## Objective
Copy word for word the lines below, from the line with "of the forest" to the line with "point(291, 289)", including both of those lines.

Stored records
* Begin *
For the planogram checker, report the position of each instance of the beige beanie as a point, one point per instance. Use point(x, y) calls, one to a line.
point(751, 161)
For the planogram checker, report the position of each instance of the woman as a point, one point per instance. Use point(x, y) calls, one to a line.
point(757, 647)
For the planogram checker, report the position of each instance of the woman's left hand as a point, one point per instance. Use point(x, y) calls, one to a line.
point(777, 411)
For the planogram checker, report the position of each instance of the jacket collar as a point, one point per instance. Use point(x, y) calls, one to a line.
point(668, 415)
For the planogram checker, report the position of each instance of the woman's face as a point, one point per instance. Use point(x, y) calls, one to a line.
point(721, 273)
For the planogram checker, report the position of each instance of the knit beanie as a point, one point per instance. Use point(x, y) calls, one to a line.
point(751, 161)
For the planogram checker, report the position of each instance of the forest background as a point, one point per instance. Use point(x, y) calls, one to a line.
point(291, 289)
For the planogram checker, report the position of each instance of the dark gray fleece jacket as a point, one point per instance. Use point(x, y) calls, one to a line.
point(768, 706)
* End *
## Solved problem
For the planogram checker, report the position of each instance of the forest background as a point, one point per instance. Use point(x, y) calls, one to a line.
point(291, 289)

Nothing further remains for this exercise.